** START OF Input records **
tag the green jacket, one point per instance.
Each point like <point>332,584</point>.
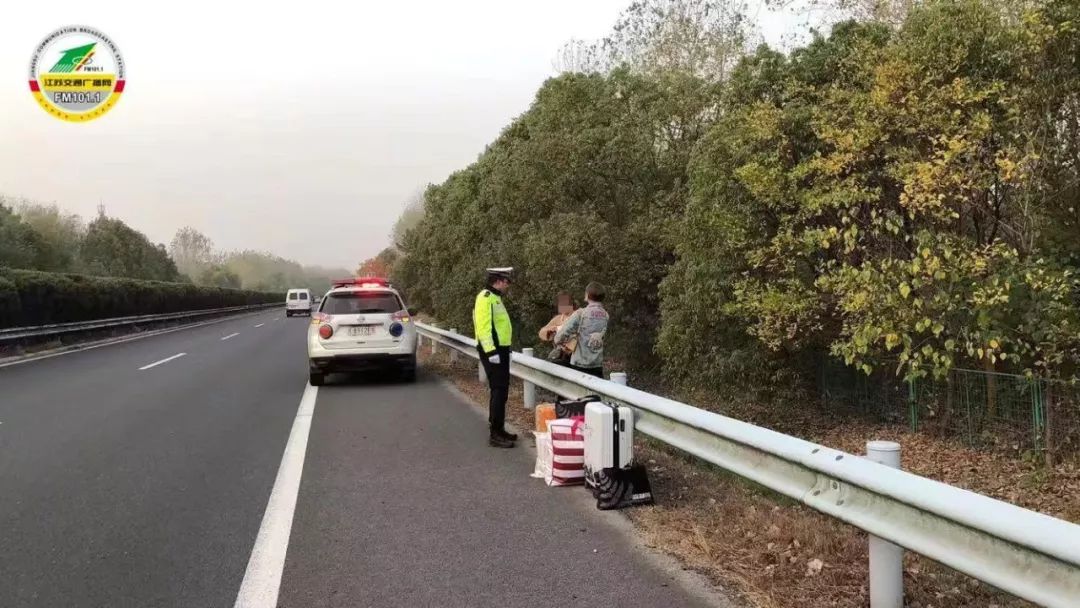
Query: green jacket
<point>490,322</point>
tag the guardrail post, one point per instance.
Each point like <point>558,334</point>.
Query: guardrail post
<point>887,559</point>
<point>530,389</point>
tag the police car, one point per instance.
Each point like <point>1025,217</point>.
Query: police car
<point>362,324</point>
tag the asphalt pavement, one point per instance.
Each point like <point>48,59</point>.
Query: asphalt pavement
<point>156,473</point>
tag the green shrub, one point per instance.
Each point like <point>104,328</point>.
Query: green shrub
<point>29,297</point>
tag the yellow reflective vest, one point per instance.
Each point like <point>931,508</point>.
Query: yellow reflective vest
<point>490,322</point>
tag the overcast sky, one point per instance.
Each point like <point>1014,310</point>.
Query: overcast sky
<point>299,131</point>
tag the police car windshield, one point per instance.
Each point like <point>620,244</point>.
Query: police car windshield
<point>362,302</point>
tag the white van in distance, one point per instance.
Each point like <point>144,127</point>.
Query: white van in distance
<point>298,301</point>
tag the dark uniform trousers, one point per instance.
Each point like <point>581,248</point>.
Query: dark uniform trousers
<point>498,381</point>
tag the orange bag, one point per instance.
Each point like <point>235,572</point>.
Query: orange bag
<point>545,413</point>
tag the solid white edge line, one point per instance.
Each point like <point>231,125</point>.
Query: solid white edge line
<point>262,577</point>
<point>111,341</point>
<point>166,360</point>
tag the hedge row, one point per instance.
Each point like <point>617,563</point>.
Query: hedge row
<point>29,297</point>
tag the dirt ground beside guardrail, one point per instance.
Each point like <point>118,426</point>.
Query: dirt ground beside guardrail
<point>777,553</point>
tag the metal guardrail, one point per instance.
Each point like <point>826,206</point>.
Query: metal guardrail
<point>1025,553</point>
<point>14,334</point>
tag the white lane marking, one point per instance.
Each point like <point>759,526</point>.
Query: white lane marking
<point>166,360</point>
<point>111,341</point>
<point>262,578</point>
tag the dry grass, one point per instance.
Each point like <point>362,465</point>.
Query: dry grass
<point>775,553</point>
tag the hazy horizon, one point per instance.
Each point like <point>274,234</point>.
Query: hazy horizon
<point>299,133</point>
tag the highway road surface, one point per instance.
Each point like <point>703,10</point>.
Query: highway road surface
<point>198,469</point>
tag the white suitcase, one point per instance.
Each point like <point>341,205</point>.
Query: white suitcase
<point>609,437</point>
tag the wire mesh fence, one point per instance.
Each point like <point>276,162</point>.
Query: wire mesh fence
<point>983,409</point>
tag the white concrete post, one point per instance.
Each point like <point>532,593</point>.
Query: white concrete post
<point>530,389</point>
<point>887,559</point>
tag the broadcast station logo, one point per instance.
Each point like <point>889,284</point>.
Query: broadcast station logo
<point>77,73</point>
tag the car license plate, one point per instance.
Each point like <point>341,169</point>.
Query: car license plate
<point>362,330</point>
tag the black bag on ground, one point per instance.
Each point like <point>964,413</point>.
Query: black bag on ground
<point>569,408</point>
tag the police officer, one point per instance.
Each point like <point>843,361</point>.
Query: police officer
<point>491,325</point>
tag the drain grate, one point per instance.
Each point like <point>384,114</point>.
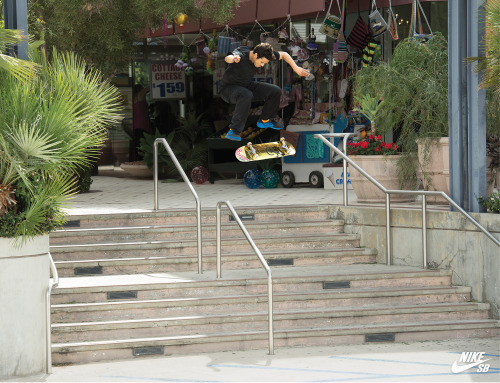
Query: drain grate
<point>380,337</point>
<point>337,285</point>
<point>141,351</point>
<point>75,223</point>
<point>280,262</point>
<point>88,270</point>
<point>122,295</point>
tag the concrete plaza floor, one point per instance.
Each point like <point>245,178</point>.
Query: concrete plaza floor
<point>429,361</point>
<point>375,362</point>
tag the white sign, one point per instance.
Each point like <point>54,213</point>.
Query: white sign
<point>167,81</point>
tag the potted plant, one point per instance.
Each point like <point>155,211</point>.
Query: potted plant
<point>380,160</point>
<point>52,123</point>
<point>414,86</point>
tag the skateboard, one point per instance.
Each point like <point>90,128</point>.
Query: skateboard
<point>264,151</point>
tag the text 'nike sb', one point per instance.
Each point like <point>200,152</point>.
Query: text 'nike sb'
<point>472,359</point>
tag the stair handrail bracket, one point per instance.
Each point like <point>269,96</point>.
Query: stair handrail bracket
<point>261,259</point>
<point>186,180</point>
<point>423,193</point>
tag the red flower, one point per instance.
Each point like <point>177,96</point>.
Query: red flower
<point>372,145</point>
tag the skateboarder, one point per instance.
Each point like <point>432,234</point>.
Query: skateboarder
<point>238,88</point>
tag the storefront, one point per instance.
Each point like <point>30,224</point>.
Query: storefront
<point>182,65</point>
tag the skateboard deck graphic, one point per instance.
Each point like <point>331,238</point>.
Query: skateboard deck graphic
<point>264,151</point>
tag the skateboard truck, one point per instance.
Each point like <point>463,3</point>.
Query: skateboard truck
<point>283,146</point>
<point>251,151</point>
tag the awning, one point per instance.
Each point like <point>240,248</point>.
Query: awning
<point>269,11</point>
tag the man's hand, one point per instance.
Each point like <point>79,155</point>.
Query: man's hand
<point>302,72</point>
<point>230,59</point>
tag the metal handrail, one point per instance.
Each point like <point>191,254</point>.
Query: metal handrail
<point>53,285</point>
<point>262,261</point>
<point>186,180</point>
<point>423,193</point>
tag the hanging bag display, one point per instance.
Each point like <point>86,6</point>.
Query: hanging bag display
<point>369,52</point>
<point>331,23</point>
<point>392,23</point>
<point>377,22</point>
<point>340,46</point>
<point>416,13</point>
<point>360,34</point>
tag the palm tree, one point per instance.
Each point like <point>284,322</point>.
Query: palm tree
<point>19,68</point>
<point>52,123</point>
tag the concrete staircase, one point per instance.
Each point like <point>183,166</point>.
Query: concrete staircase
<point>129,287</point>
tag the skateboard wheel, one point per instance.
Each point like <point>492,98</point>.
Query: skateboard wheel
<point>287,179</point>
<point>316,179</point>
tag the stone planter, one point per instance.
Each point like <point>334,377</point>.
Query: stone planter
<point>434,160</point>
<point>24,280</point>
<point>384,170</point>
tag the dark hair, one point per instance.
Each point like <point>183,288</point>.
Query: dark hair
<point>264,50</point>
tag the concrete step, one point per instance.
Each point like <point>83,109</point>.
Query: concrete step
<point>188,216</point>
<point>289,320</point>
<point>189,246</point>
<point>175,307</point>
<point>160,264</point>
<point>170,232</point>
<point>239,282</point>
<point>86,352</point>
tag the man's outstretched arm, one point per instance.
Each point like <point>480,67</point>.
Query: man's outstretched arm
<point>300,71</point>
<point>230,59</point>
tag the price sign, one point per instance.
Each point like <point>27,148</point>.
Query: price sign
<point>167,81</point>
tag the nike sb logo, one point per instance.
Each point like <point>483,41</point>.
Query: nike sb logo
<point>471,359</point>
** END OF Input records **
Request: Reproduce the stretch from "tag the orange bag, one point per instance." through "<point>545,413</point>", substituting "red bag" for every occurrence of "orange bag" and leaving everything else unchanged.

Result:
tag the red bag, one point per instance.
Each point like <point>235,572</point>.
Query: red bag
<point>545,413</point>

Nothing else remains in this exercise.